Count the lines in the listing below that contain the string "striped", matching case exactly. Reply with the number alone.

#### ROWS
◇ ◇ ◇ ◇ ◇ ◇ ◇

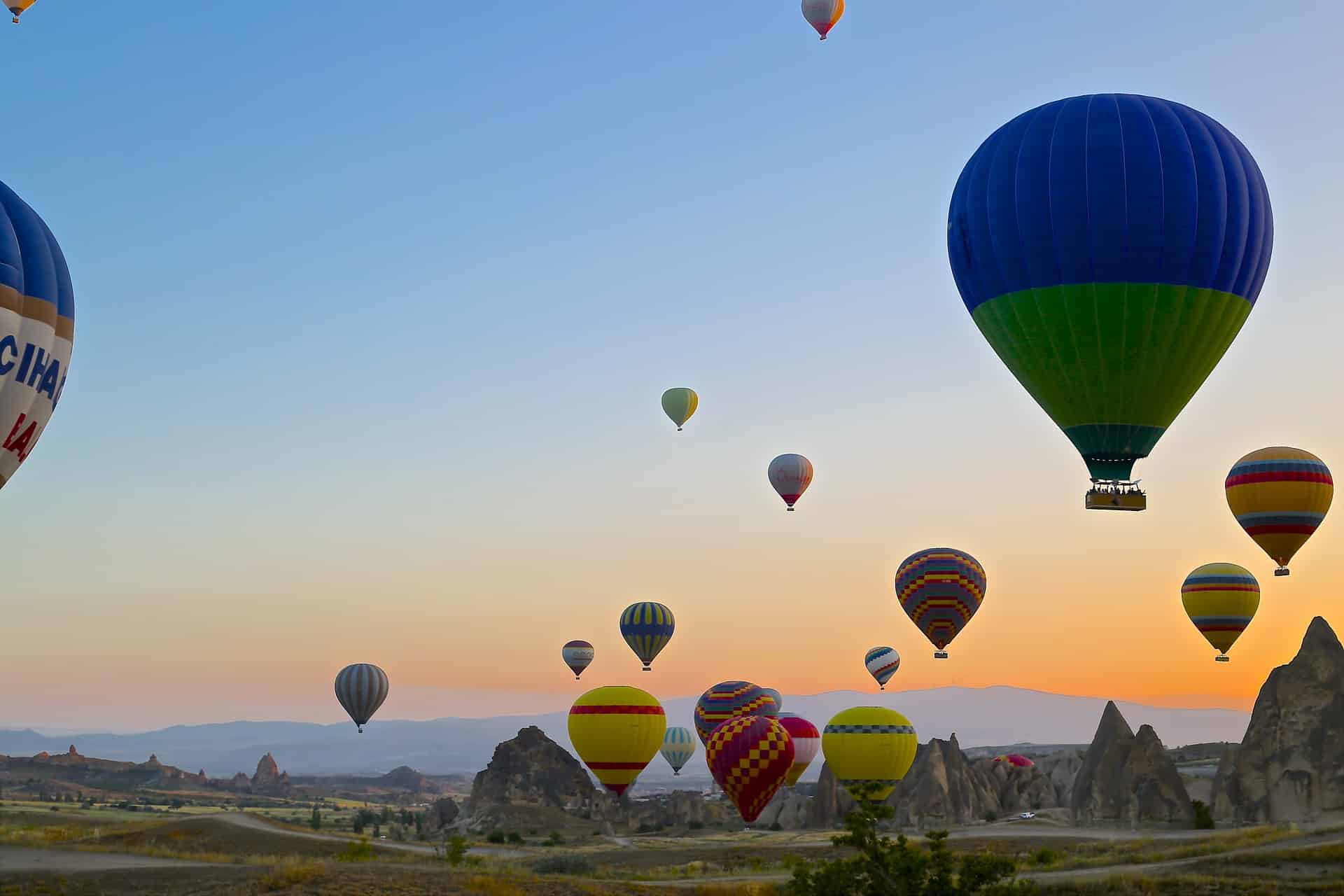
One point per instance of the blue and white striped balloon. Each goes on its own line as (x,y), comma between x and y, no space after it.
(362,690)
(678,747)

◇ ◇ ◇ ◇ ◇ ◇ ◇

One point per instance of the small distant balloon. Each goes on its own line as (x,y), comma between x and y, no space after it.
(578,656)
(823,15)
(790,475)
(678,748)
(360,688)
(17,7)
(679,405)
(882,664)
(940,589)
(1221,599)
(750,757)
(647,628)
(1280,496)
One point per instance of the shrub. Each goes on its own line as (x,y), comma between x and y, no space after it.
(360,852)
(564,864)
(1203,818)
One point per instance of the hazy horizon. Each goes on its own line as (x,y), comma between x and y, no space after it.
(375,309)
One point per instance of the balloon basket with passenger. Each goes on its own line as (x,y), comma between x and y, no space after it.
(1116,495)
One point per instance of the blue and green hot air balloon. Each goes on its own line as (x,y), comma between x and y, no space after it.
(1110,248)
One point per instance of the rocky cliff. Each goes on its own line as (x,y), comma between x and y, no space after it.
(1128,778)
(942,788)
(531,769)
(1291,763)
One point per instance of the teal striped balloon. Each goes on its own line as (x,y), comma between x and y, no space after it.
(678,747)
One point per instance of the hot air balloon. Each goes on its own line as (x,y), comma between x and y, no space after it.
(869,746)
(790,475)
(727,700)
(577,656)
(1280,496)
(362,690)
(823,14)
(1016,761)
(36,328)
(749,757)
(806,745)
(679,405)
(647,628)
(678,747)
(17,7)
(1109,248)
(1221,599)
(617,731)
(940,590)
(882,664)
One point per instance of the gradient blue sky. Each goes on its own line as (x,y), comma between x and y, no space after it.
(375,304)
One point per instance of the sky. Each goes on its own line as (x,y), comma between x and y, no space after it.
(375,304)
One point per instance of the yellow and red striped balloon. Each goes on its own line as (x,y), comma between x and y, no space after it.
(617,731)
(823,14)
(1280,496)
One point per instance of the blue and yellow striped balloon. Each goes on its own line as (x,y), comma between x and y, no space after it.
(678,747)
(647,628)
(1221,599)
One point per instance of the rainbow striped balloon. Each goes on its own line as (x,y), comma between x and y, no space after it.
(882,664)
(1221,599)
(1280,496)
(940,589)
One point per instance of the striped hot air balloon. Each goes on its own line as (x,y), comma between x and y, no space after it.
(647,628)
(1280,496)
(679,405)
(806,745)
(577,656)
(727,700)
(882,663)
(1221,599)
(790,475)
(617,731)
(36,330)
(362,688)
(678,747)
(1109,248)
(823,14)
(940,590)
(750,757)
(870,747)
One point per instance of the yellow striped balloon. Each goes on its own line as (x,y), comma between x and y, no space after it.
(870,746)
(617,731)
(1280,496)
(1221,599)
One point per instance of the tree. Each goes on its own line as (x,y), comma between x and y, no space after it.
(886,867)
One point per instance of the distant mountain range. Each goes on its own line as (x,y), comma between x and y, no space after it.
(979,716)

◇ ◇ ◇ ◇ ◇ ◇ ◇

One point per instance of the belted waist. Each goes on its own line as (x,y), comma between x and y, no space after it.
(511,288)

◇ ◇ ◇ ◇ ◇ ◇ ◇

#### CORRECT OUTPUT
7